▸ EXERCISE: Write the records out again, precisely as they stand.

▸ Collection entries:
________

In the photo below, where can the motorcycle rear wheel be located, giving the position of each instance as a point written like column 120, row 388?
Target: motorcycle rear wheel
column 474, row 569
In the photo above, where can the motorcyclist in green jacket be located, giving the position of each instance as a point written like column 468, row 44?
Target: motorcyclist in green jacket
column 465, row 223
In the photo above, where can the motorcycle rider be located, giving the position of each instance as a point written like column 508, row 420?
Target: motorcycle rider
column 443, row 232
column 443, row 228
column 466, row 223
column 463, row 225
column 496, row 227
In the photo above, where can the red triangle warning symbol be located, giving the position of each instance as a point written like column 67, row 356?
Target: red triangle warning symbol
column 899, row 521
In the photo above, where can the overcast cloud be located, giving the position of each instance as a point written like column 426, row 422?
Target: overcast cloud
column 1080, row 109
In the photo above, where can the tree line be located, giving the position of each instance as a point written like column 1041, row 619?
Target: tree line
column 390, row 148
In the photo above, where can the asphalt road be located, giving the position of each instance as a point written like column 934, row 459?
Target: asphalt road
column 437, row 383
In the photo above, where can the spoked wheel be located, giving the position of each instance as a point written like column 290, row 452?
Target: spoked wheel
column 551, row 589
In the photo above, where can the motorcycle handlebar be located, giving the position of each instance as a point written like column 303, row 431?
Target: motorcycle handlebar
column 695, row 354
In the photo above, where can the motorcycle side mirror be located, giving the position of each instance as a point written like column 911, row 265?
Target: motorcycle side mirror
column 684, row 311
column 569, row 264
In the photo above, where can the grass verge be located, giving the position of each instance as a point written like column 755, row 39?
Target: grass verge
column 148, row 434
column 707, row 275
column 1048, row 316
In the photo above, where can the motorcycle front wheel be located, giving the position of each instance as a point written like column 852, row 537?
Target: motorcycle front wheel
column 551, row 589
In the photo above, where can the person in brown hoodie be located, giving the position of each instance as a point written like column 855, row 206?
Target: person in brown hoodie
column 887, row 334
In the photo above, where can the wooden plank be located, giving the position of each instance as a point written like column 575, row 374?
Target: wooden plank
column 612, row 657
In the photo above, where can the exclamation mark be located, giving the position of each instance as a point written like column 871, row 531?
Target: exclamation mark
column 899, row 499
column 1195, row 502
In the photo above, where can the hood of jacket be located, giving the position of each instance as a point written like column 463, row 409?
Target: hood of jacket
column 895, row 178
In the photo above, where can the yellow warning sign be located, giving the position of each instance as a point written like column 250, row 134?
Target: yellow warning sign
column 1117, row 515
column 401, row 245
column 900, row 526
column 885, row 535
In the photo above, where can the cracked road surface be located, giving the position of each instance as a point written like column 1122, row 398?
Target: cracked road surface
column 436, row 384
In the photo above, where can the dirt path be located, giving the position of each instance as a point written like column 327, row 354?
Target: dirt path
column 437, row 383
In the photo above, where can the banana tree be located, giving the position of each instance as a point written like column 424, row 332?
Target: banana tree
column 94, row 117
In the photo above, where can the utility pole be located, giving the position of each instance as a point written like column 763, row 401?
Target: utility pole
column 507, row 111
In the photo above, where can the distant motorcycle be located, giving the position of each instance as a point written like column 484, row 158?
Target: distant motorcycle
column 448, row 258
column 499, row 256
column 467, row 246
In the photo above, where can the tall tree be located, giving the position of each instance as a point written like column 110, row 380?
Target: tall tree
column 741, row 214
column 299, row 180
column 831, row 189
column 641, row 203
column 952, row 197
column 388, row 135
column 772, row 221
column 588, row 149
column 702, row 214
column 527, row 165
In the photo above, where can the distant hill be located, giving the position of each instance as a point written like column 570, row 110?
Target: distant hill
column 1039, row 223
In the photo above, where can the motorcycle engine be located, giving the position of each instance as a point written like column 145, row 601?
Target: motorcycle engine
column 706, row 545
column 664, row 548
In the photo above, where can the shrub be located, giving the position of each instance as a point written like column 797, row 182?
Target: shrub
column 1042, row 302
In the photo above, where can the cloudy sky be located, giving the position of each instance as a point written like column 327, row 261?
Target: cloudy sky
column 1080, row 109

________

▸ WRITTEN ANSWER:
In the photo below, where can the motorcycle rear wheel be located, giving the position of each instance as a point written like column 120, row 388?
Target: motorcycle rear wheel
column 474, row 569
In the photo above, where can the motorcyclist in green jacket be located, giving the position of each instance as a point written like column 468, row 44?
Target: motorcyclist in green jacket
column 465, row 223
In the photo above, where can the motorcycle rider be located, giving the position of each instance as a point written like column 508, row 420?
Target: motorcycle rider
column 443, row 232
column 443, row 228
column 466, row 223
column 463, row 225
column 496, row 227
In the photo above, where can the red triangle warning symbol be located, giving the position of each instance as a point written like column 67, row 356?
Target: red triangle warning symbol
column 899, row 521
In the photo above, where can the overcast cloud be located, giving the position of each instance as a point written like column 426, row 422?
Target: overcast cloud
column 1080, row 109
In the photo above, where can the tree line be located, giving the position of each instance as a point written like column 1041, row 619?
Target: tree line
column 390, row 148
In the photo above, where can the asphalt road be located, giving the position of each instance as a point written like column 934, row 459?
Target: asphalt road
column 437, row 383
In the photo above, where can the spoked wheel be located, giving the position of each instance as a point written like column 290, row 452?
Target: spoked wheel
column 551, row 589
In the photo above, where can the motorcycle handlebar be located, giving the position of each instance as a point written like column 303, row 431?
Target: motorcycle handlebar
column 695, row 354
In the photo above, where can the motorcycle side mirror be located, giving the position of each instance as a point written like column 911, row 265?
Target: motorcycle side mirror
column 684, row 311
column 569, row 264
In the photo above, where can the grass verge be located, giving the position of each instance as a point written like column 755, row 39?
Target: grass verge
column 148, row 434
column 707, row 275
column 1048, row 316
In the photo above, where can the motorcycle front wheel be located, giving the position of each instance as a point written like column 852, row 537?
Target: motorcycle front wheel
column 551, row 589
In the photo above, where can the person in brown hoodie be located, giving the position of each instance as a point written like column 855, row 206?
Target: person in brown hoodie
column 887, row 334
In the photo above, where can the wooden plank be located, giving the position of each instance as a point written like column 575, row 374?
Target: wooden plank
column 612, row 657
In the photo above, where can the exclamation mark be located, giving the position of each instance as a point written like column 871, row 531?
Target: exclamation mark
column 899, row 499
column 1195, row 502
In the photo above, where can the hood of jacket be located, giving the position of each instance as a point written like column 463, row 409?
Target: hood of jacket
column 895, row 178
In the photo above, where can the yellow warning sign be located, giving the position of each instance as a point written like column 250, row 134?
Target: yellow warning sign
column 1117, row 515
column 401, row 245
column 900, row 526
column 885, row 535
In the photo above, where can the cracked road surface be located, giving the position of each instance as a point written like column 1122, row 398?
Target: cracked road surface
column 436, row 384
In the photo above, where can the dirt path be located, giving the position of each instance as a point written like column 327, row 354?
Target: dirt path
column 437, row 383
In the photo above, where can the banana tree be located, giving the position of each instance as a point written like column 424, row 332?
Target: banana tree
column 94, row 117
In the photo above, where can the utility pole be located, giving the position of each instance as a point written like column 763, row 401?
Target: utility pole
column 507, row 111
In the photo above, where can the distant motorcycle be located, giving the position of each instance as a point written like column 484, row 158?
Target: distant motorcycle
column 448, row 258
column 499, row 256
column 467, row 246
In the photo above, where can the tall tree be located, giving the position of each instance as a point written like column 110, row 380?
Target: tall tree
column 741, row 214
column 299, row 180
column 831, row 189
column 641, row 203
column 952, row 197
column 388, row 135
column 772, row 221
column 588, row 149
column 702, row 214
column 527, row 165
In the photo above, where can the distant hill be located, giving the position of each instance as a point written like column 570, row 110?
Target: distant hill
column 1039, row 223
In the photo above, where can the motorcycle engine be located, giving the position of each instance as a point written like column 145, row 601?
Target: motorcycle engine
column 706, row 545
column 664, row 548
In the photo above, where can the shrub be located, giving the position of each instance as a point written like column 797, row 182?
Target: shrub
column 1042, row 302
In the photo above, where can the cloudy sky be located, giving the position of each instance as a point written like column 327, row 261?
Target: cloudy sky
column 1080, row 109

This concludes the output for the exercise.